___ Page text
On January 12, 2002, Attorney Gary F. Glenn submitted an appeal on behalf of Greenberg. Accompanying the appeal was the report of a December 17, 2001 cervical MRI (AR 332) and a functional capacity evaluation previously provided by Dr. Khelemsky to the Social Security Administration. (AR 319). The MRI indicated that Greenberg had a right posterior lateral disc herniation*fn11 at C6-7,*fn12 which deforms the ventral aspect of the thecal sac"*fn13 and a bulging of C5-6. The functional capacity evaluation indicated that Greenberg experienced spasms, that she had diminished reflexes in her Achilles,*fn14 that she did not have diminished sensation or muscle weakness, that she had some limitations on her range of motion, and that in the course of an 8-hour period she could only sit for a half hour, stand for a half hour, walk for a half hour and lay down for 6 and a half hours. (AR 319).
Dr. Coddington reviewed the recently submitted documentation. However, the new information did not change his earlier recommendation. He stated that "the described findings by Dr. Igor Khelemaky [sic] do not correlate with the diagnosis he gives and with the MRI findings" and that "the client's subjective complaints seem the most important factor in his decision regarding R&Ls." (AR 339). Ultimately, Coddington "still [felt] that we need an independent clinical evaluation to clarify her activities and abilities and possibly also spontaneous observation of her activities."
______
What is expected:
Write out the part of the appeal text word for word, starting with "On January 12, 2002, Attorney" and going on through "hours. (AR 319).". The lines that follow have nothing to do with the appeal text.
___ Input data
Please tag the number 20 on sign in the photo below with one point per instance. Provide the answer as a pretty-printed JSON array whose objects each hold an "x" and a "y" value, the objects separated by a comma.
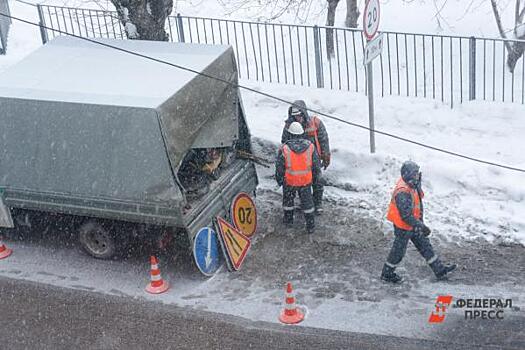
______
Answer below:
On January 12, 2002, Attorney Gary F. Glenn submitted an appeal on behalf of Greenberg. Accompanying the appeal was the report of a December 17, 2001 cervical MRI (AR 332) and a functional capacity evaluation previously provided by Dr. Khelemsky to the Social Security Administration. (AR 319). The MRI indicated that Greenberg had a right posterior lateral disc herniation*fn11 at C6-7,*fn12 which deforms the ventral aspect of the thecal sac"*fn13 and a bulging of C5-6. The functional capacity evaluation indicated that Greenberg experienced spasms, that she had diminished reflexes in her Achilles,*fn14 that she did not have diminished sensation or muscle weakness, that she had some limitations on her range of motion, and that in the course of an 8-hour period she could only sit for a half hour, stand for a half hour, walk for a half hour and lay down for 6 and a half hours. (AR 319).